::: Selected text
- Born: 22 January 2003 (age 23) Pauri Garhwal Uttrakhand, India
- Occupation: Actress
- Years active: 2011–present

= Shruti Bhist =

Indian film and television actress

Shruti Bhist (born 22 January 2003) is an Indian film and television actress. She played Ira in Ek Nayi Chhoti Si Zindagi. In 2011, she appeared in the television serial Hitler Didi as Indu.
She also played as Saloni in the fairy adventure comedy series Baal Veer on SAB TV. She also appeared in famous web series The Family Man as Mahima.

== Early life ==

Bhist was born on 22 January 2003 in Pauri Garhwal Uttrakhand, India. In 2013, she completed her fifth grade at St. Lawrence High School, as one of the top three on her class.
::::::
▶ Task 1: Quote the whole Shruti Bhist biography word for word.
::: Information
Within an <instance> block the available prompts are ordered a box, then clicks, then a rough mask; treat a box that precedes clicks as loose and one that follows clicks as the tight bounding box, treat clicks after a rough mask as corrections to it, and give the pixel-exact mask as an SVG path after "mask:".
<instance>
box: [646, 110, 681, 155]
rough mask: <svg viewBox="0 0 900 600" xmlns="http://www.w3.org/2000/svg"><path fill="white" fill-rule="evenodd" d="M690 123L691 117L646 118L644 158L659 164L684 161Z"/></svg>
::::::
::: Information
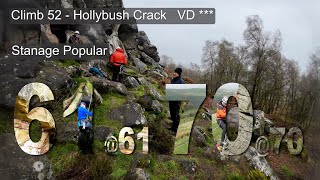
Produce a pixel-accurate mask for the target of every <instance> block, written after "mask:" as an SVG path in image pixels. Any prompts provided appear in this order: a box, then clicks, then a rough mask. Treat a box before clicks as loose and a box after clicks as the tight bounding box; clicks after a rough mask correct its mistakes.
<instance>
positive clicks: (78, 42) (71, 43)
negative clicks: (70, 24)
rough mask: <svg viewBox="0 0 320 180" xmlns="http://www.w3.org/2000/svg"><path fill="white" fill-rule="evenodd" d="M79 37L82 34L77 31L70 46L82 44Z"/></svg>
::::::
::: Information
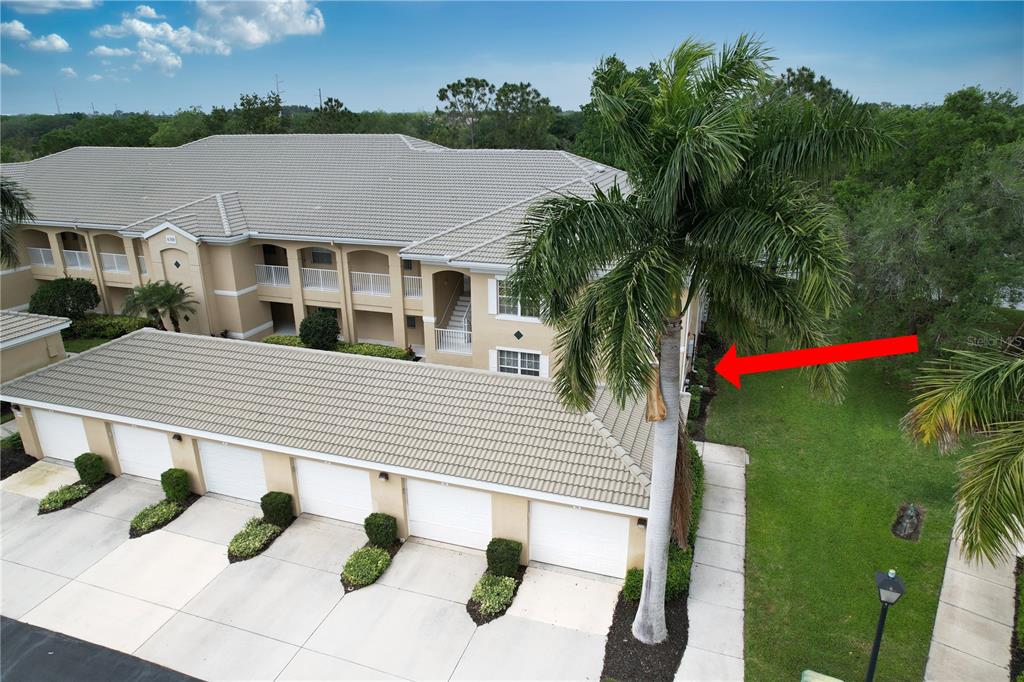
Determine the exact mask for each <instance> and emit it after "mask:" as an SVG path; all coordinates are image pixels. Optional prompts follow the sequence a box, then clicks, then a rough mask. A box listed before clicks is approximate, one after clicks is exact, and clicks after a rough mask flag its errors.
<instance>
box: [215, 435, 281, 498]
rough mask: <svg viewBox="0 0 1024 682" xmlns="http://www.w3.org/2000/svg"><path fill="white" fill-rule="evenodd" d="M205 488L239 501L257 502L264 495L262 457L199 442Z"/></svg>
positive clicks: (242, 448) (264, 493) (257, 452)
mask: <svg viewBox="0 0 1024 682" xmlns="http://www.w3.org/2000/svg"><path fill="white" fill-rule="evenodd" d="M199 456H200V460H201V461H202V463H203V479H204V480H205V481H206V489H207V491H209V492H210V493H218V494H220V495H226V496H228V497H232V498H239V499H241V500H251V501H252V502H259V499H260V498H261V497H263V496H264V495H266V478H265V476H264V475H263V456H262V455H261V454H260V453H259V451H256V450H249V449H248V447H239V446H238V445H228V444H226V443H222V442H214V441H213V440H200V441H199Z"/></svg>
::::::
▶ Task 2: In the records, print the lines starting at the line that contains "Within an <instance>" and ending after the line that contains "123L691 117L646 118L644", both included, and nothing else.

▶ Answer box 1:
- Born: 22 January 2003 (age 23) Pauri Garhwal Uttrakhand, India
- Occupation: Actress
- Years active: 2011–present

= Shruti Bhist =

Indian film and television actress

Shruti Bhist (born 22 January 2003) is an Indian film and television actress. She played Ira in Ek Nayi Chhoti Si Zindagi. In 2011, she appeared in the television serial Hitler Didi as Indu.
She also played as Saloni in the fairy adventure comedy series Baal Veer on SAB TV. She also appeared in famous web series The Family Man as Mahima.

== Early life ==

Bhist was born on 22 January 2003 in Pauri Garhwal Uttrakhand, India. In 2013, she completed her fifth grade at St. Lawrence High School, as one of the top three on her class.

▶ Answer box 2:
Within an <instance> block the available prompts are ordered a box, then clicks, then a rough mask; treat a box that precedes clicks as loose and one that follows clicks as the tight bounding box, treat clicks after a rough mask as corrections to it, and give the pixel-exact mask as an SVG path after "mask:".
<instance>
box: [646, 110, 681, 155]
rough mask: <svg viewBox="0 0 900 600" xmlns="http://www.w3.org/2000/svg"><path fill="white" fill-rule="evenodd" d="M690 123L691 117L646 118L644 158L659 164L684 161Z"/></svg>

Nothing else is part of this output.